What the task requires
Can you locate every line in the records below that contains the string "white" and copy each of those lines in full? Case counts.

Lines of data
=-=-=-=-=

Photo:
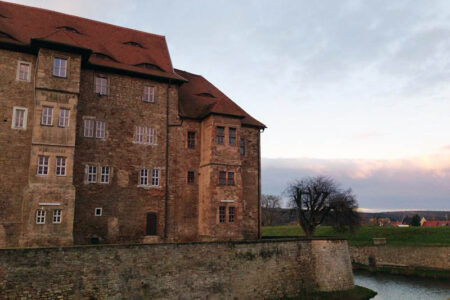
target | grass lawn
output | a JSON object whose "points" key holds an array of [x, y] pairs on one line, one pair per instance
{"points": [[402, 236]]}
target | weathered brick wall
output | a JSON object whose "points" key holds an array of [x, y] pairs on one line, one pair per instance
{"points": [[256, 270], [411, 256]]}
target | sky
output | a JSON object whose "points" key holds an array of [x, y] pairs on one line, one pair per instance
{"points": [[355, 90]]}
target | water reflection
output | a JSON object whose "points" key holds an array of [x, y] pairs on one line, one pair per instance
{"points": [[401, 287]]}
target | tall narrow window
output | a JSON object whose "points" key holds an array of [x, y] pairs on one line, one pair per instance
{"points": [[104, 176], [220, 134], [149, 94], [19, 120], [100, 129], [191, 139], [151, 139], [222, 214], [89, 128], [242, 146], [42, 165], [92, 174], [222, 177], [232, 136], [230, 178], [47, 114], [191, 177], [60, 67], [139, 136], [101, 85], [23, 71], [63, 117], [143, 177], [60, 166], [57, 216], [40, 216], [231, 213], [155, 177]]}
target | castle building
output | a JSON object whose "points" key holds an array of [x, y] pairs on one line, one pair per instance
{"points": [[103, 141]]}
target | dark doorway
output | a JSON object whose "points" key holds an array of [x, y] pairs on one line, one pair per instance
{"points": [[151, 224]]}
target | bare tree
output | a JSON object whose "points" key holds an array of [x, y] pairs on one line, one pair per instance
{"points": [[318, 199], [270, 205]]}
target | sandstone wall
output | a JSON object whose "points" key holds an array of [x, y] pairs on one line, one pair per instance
{"points": [[411, 256], [239, 270]]}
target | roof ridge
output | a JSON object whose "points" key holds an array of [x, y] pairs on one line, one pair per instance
{"points": [[82, 18]]}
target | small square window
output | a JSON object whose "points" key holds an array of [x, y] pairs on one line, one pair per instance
{"points": [[59, 67], [40, 216], [23, 71], [63, 117], [101, 85], [149, 94], [60, 166], [191, 176], [57, 216], [98, 211], [19, 119], [47, 116], [191, 139], [42, 165]]}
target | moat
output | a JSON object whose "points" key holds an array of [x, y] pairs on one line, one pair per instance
{"points": [[402, 287]]}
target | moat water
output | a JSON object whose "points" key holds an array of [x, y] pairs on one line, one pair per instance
{"points": [[402, 287]]}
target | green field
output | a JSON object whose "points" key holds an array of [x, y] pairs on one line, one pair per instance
{"points": [[420, 236]]}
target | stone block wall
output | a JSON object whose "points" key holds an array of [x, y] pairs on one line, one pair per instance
{"points": [[234, 270]]}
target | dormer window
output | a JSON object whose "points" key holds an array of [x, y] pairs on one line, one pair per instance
{"points": [[135, 44], [68, 28]]}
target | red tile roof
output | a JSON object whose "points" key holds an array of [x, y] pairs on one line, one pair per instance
{"points": [[19, 24], [200, 98]]}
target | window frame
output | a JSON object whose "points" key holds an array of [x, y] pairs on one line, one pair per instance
{"points": [[60, 166], [29, 64], [66, 63], [14, 118]]}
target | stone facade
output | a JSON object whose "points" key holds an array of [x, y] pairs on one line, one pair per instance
{"points": [[218, 270], [121, 209]]}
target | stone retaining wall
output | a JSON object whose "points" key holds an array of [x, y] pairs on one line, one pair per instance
{"points": [[235, 270], [409, 256]]}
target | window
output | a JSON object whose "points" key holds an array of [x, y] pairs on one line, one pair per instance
{"points": [[191, 139], [59, 67], [242, 146], [100, 129], [98, 211], [191, 176], [19, 119], [139, 137], [231, 212], [143, 177], [60, 166], [222, 212], [40, 216], [230, 178], [151, 136], [220, 132], [89, 128], [92, 174], [47, 114], [63, 117], [42, 165], [57, 216], [222, 178], [232, 136], [149, 94], [101, 85], [23, 71], [104, 176], [155, 177]]}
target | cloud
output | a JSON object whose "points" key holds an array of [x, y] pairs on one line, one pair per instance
{"points": [[421, 182]]}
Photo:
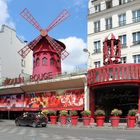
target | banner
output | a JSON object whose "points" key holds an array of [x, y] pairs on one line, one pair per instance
{"points": [[54, 100]]}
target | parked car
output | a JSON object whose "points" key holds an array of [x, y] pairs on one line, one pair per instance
{"points": [[31, 119]]}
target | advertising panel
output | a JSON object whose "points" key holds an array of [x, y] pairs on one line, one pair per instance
{"points": [[54, 100]]}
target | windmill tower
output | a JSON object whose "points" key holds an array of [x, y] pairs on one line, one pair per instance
{"points": [[111, 50], [47, 51]]}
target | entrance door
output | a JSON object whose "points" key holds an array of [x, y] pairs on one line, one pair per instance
{"points": [[120, 97]]}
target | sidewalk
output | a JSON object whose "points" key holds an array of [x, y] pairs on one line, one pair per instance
{"points": [[107, 126]]}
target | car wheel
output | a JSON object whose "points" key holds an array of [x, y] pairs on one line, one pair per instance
{"points": [[17, 123], [34, 124], [43, 125]]}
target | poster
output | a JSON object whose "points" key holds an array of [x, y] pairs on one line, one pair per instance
{"points": [[54, 100]]}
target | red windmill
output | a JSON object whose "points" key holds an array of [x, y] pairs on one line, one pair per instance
{"points": [[47, 51]]}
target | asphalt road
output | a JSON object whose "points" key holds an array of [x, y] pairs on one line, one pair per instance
{"points": [[8, 131]]}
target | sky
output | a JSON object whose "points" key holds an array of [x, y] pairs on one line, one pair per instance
{"points": [[72, 31]]}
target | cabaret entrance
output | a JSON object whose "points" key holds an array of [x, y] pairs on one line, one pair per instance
{"points": [[114, 85], [124, 97]]}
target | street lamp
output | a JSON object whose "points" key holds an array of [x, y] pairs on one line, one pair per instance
{"points": [[89, 61]]}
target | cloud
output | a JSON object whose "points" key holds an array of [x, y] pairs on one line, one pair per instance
{"points": [[4, 14], [76, 59]]}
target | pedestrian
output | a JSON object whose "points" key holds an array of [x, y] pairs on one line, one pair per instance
{"points": [[138, 119]]}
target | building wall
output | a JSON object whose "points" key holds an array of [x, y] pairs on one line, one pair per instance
{"points": [[11, 63], [101, 14]]}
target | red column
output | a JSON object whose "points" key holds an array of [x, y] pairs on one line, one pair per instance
{"points": [[92, 102], [139, 99]]}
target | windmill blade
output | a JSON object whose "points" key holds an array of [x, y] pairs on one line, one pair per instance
{"points": [[64, 54], [28, 16], [55, 45], [61, 52], [63, 15], [25, 50]]}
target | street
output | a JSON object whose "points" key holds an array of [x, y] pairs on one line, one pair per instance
{"points": [[8, 131]]}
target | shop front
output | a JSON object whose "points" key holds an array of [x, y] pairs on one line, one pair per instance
{"points": [[115, 86], [65, 93]]}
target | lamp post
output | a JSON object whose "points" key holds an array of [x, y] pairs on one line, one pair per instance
{"points": [[89, 61], [8, 108]]}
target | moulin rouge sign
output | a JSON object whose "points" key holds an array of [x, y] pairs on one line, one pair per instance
{"points": [[33, 78]]}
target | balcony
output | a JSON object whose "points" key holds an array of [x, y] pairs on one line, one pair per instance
{"points": [[97, 51], [96, 30], [109, 26], [136, 19], [117, 73], [122, 23]]}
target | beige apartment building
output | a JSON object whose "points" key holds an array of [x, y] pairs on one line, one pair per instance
{"points": [[120, 17]]}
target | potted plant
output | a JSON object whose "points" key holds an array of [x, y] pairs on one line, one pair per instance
{"points": [[63, 116], [131, 118], [74, 117], [100, 117], [53, 116], [86, 117], [115, 117], [45, 113]]}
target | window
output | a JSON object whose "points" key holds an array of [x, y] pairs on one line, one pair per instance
{"points": [[52, 61], [136, 58], [44, 61], [122, 2], [123, 60], [97, 8], [123, 41], [97, 26], [136, 16], [136, 38], [97, 64], [22, 62], [37, 62], [97, 47], [108, 23], [108, 4], [122, 19]]}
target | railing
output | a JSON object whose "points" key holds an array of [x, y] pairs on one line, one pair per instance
{"points": [[27, 78], [114, 73]]}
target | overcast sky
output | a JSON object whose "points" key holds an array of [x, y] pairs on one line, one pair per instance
{"points": [[72, 31]]}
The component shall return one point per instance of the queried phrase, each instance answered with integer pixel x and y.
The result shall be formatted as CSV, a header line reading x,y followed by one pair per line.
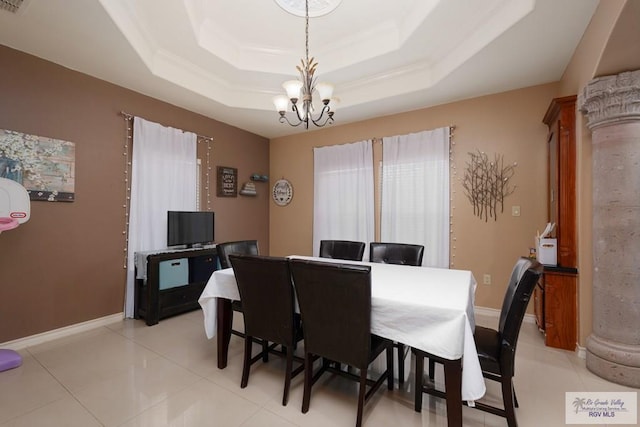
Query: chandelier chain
x,y
306,30
302,106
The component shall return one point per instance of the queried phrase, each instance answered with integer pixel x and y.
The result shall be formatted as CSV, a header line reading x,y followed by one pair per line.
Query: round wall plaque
x,y
282,192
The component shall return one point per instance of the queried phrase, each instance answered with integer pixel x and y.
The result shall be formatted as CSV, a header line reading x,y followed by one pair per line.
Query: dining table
x,y
430,309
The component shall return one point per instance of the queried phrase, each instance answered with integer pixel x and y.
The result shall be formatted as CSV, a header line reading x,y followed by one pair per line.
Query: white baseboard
x,y
66,331
492,312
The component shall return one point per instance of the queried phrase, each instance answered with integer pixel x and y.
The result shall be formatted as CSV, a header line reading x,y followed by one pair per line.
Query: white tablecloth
x,y
430,309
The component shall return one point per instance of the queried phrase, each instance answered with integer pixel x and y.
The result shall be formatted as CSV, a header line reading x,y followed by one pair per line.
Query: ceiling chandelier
x,y
300,92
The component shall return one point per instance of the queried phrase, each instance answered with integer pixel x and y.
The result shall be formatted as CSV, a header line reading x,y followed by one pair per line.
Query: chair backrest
x,y
342,249
526,273
396,253
240,247
266,292
335,305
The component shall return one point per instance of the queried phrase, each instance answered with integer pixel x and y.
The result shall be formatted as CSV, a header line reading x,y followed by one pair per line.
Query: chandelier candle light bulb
x,y
303,90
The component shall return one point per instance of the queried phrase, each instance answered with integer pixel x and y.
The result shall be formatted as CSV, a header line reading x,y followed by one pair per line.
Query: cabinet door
x,y
560,310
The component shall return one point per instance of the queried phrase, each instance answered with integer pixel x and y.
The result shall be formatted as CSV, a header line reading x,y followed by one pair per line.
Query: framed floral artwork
x,y
44,166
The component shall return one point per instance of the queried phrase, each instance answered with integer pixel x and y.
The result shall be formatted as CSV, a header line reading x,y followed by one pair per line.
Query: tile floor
x,y
129,374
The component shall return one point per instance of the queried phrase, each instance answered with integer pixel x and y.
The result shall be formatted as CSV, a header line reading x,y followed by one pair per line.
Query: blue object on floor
x,y
9,359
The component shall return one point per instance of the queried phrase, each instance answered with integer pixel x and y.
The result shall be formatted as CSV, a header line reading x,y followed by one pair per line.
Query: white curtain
x,y
163,178
343,206
415,193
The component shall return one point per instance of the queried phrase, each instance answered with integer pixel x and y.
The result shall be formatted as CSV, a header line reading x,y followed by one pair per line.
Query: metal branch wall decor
x,y
486,184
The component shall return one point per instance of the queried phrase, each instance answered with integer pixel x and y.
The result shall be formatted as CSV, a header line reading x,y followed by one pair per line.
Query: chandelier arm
x,y
329,118
296,110
283,119
304,111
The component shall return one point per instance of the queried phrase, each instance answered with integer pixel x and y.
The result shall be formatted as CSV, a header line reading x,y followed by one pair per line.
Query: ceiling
x,y
227,59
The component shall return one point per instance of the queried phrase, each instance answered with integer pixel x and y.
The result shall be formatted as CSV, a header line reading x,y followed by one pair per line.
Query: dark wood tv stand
x,y
153,303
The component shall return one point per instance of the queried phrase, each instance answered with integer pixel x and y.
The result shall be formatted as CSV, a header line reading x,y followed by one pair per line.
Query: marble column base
x,y
615,362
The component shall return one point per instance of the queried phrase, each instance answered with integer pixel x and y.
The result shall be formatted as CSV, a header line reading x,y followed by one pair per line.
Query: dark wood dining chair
x,y
335,305
396,253
402,254
239,247
496,348
267,298
342,249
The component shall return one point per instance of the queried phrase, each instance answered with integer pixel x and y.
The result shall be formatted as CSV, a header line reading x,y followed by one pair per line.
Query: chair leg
x,y
287,376
418,382
432,369
362,391
308,379
508,401
246,366
400,347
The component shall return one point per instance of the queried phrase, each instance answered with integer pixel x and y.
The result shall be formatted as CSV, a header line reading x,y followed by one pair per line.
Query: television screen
x,y
189,228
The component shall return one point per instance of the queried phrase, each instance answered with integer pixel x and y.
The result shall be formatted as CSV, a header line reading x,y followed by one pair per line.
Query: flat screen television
x,y
190,228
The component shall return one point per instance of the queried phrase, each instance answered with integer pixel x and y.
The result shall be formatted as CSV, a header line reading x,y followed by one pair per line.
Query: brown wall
x,y
65,265
509,124
498,123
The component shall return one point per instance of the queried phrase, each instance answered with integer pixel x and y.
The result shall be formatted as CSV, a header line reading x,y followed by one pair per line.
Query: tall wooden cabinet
x,y
555,297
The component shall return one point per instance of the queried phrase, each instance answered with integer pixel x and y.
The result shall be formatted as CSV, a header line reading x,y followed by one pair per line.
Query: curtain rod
x,y
378,139
129,116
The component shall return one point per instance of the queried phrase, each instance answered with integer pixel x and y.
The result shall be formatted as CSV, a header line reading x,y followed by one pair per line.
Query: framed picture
x,y
227,182
45,167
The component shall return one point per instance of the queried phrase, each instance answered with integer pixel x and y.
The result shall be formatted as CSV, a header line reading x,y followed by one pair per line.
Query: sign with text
x,y
601,407
227,182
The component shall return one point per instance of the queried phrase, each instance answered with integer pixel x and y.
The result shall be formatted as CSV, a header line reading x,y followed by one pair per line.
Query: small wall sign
x,y
282,192
227,182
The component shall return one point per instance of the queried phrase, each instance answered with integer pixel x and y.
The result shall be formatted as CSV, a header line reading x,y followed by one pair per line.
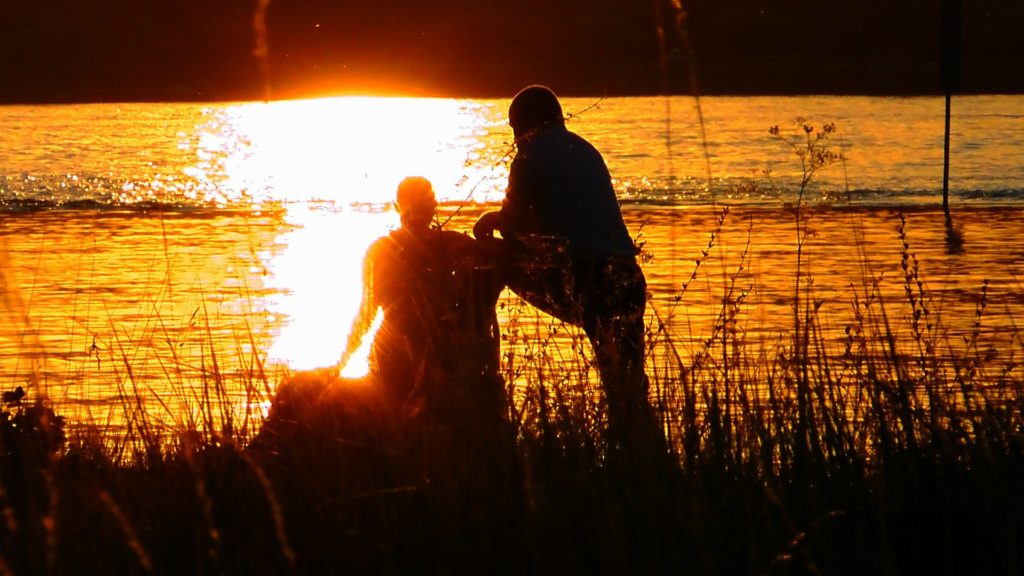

=-=-=-=-=

Result below
Query: white baseboard
Query: white tablecloth
Query: white curtain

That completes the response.